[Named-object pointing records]
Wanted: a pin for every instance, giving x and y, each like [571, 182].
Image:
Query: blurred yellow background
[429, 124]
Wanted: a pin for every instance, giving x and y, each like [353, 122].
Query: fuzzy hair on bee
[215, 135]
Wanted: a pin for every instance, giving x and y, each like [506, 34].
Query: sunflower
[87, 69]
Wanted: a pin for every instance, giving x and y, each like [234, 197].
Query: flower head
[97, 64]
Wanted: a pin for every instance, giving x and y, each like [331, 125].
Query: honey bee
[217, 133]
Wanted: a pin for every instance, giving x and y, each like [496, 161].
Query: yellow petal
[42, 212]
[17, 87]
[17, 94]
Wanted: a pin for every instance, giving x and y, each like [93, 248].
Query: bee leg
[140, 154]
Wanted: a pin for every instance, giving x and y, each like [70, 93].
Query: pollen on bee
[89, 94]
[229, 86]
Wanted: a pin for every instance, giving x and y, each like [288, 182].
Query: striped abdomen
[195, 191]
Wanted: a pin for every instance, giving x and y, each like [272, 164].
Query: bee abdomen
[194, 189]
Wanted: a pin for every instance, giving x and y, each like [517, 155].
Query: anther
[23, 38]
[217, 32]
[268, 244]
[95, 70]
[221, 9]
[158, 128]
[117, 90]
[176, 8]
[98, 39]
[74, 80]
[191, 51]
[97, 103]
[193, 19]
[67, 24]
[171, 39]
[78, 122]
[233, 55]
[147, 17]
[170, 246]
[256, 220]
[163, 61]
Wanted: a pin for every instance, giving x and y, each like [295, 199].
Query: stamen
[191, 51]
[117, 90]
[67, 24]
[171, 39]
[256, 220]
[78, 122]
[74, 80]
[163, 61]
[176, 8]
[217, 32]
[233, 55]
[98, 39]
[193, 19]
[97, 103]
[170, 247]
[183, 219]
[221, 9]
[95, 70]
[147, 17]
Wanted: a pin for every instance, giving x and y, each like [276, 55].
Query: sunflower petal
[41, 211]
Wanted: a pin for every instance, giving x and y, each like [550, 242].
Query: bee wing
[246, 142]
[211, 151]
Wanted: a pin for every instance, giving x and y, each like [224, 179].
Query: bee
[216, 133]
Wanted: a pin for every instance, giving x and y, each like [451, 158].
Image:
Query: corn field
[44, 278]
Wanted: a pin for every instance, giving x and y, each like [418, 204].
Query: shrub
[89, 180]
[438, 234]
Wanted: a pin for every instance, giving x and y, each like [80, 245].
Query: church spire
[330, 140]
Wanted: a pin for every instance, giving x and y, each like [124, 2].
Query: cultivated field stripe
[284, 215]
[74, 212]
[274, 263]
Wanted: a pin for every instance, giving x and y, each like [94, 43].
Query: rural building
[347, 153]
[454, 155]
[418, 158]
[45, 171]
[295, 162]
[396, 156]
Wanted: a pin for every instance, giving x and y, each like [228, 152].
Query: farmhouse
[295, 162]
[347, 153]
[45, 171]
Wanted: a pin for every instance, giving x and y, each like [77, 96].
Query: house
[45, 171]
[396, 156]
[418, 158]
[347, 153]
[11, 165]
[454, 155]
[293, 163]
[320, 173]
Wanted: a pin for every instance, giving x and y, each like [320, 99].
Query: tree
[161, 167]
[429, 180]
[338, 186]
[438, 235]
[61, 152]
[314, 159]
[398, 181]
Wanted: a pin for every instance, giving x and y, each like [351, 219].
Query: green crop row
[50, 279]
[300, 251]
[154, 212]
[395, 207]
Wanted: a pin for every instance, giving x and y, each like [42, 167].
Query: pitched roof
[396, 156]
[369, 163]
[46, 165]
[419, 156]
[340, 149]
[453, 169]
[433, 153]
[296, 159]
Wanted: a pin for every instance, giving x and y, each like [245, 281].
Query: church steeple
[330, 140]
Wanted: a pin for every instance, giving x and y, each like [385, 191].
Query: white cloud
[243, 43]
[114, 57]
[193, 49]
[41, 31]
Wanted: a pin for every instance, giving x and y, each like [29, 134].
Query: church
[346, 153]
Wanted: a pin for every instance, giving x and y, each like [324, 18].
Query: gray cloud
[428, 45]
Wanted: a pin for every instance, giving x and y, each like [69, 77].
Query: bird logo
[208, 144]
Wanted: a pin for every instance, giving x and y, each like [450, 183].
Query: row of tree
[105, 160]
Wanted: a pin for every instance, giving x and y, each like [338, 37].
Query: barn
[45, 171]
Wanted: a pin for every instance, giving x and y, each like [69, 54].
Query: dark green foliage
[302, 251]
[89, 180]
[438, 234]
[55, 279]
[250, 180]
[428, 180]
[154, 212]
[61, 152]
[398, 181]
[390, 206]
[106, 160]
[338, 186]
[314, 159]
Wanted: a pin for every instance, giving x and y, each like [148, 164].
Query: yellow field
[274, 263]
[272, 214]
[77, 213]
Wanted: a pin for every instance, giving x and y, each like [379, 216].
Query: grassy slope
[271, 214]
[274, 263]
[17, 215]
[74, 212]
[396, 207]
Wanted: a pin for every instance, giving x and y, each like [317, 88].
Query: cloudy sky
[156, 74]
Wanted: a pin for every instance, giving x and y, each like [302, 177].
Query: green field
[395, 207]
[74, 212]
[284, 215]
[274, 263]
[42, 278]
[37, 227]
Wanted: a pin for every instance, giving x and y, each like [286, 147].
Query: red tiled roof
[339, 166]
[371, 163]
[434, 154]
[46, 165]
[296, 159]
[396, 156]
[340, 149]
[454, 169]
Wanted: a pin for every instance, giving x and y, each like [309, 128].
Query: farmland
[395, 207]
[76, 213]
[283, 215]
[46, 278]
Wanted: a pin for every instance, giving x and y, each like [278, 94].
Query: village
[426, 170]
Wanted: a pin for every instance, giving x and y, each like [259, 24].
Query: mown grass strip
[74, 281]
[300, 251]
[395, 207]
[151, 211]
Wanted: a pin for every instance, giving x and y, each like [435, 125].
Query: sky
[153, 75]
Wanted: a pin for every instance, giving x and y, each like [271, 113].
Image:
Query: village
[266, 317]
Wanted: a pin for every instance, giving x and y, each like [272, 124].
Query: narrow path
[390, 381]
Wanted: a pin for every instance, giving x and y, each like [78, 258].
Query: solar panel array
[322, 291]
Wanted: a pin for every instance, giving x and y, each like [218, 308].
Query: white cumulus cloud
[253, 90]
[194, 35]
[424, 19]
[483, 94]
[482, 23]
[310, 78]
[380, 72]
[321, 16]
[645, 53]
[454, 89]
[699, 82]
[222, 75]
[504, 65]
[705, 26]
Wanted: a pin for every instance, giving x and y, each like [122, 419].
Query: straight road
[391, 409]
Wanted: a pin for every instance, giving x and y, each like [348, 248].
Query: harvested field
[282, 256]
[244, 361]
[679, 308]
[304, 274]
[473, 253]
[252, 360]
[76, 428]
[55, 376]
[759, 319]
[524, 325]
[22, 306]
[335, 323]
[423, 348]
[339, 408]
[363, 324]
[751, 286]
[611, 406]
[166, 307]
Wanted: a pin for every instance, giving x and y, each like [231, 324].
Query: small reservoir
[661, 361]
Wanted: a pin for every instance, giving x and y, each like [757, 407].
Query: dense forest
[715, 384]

**What is needed**
Rewrite every line of the records from the line holding "like [218, 308]." through the end of the records, both ends included, keeping the requests. Multiply each answer coordinate by 2.2 and round to a whole number with halves going up, but leave the sample coordinates in the requests as they are.

**Task result**
Wanted: a pin for every instance, giving x and y, each like [218, 308].
Query: white cumulus cloud
[557, 198]
[427, 77]
[933, 42]
[1063, 207]
[1060, 51]
[682, 172]
[836, 158]
[706, 35]
[1419, 117]
[999, 196]
[1538, 180]
[488, 165]
[1109, 143]
[1551, 57]
Wanted: a pin for every instance, giving x and y, each like [122, 419].
Query: straight road
[860, 900]
Wanted: a pin for every instance, giving x and y, each like [348, 248].
Query: harvested field
[620, 563]
[537, 794]
[1494, 678]
[669, 603]
[1041, 557]
[554, 792]
[167, 942]
[121, 827]
[1670, 702]
[1153, 715]
[48, 673]
[737, 711]
[931, 766]
[746, 898]
[799, 713]
[1652, 629]
[1344, 893]
[365, 675]
Wanted: a pin for every instance, giving x and y, each like [231, 324].
Query: small reservoir
[1454, 794]
Wanted: a pin for every instance, giving x and y, each like [757, 407].
Query: dense forest
[1573, 845]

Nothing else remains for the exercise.